§ **SUPPLIED TEXT**:
When an officer has a legal right to detain an individual, the individual, "if . . . aware of the officer's desire, ha[s] the concomitant duty to permit himself to be detained." (In re Gregory S. (1980) 112 Cal.App.3d 764, 778.) A minor's flight which delays the officer's ability to effect a lawful detention violates section 148, provided the person fleeing knows the officer wishes to detain him. (Gregory S. at p. 778; People v. Allen (1980) 109 Cal.App.3d 981, 985-987.) However, "[n]onviolently resisting an unlawful detention is not a criminal offense, and flight in response to an attempted unlawful detention does not furnish cause to detain." (In re Eskiel S., supra, 15 Cal.App.4th at p. 1642; accord, In re Michael V. (1974) 10 Cal.3d 676, 681.)

In denying A.C.'s motion to suppress, the trial court relied on Hernandez's observation that A.C. matched "at least part" of the robbery suspect's description, A.C. was found "adjacent" to the scene of the robbery, and A.C. fled when approached by police. A police officer may "stop and question a person if there are reasonable grounds to believe the person is wanted for past criminal conduct." (United States v. Cortez, supra, 449 U.S. at p. 417, fn. 2, italics added; accord, United States v. Hensley (1985) 469 U.S. 221, 227-228.) Yet, A.C. insists we must ignore his location and the similarities between his appearance on August 10 and the description Hernandez had of one suspect in the August 7 robbery because "[A.C.] is thin rather than chubby," and because A.C. was seen in the area of the robbery three days after it occurred. A.C. also discounts the circumstance that he was wearing a red sweatshirt, with white writing, because "[o]ne cannot be expected to be wearing the same clothes three days later." A.C.'s position is that his resemblance to the robbery suspect and his proximity to the scene of the robbery provide no reasonable suspicion for a detention.

§ **RECORDS FOR THE TASK**:
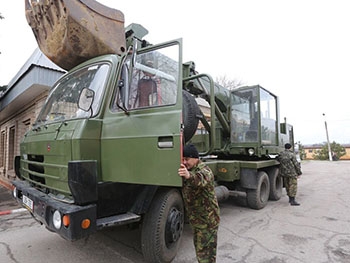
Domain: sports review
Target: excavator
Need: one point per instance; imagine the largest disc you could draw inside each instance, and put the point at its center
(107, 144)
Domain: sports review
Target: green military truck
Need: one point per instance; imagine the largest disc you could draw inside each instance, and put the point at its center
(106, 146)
--
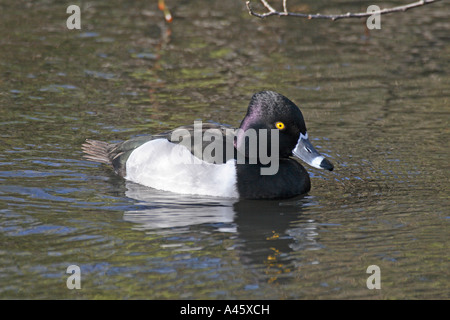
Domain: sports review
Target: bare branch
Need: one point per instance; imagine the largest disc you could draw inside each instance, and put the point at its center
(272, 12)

§ **TASKS TO CARRY OUT**:
(1) Duplicate everything from "When an officer" down to "Cal.3d 676, 681.)" in the detention passage.
(2) Pick out every line of the listing that contains the string "Target", treating uppercase and lowercase as different.

§ **TASK-BY-TASK RESULTS**:
(1)
When an officer has a legal right to detain an individual, the individual, "if . . . aware of the officer's desire, ha[s] the concomitant duty to permit himself to be detained." (In re Gregory S. (1980) 112 Cal.App.3d 764, 778.) A minor's flight which delays the officer's ability to effect a lawful detention violates section 148, provided the person fleeing knows the officer wishes to detain him. (Gregory S. at p. 778; People v. Allen (1980) 109 Cal.App.3d 981, 985-987.) However, "[n]onviolently resisting an unlawful detention is not a criminal offense, and flight in response to an attempted unlawful detention does not furnish cause to detain." (In re Eskiel S., supra, 15 Cal.App.4th at p. 1642; accord, In re Michael V. (1974) 10 Cal.3d 676, 681.)

(2)
Target: excavator
Target: green military truck
Target: bare branch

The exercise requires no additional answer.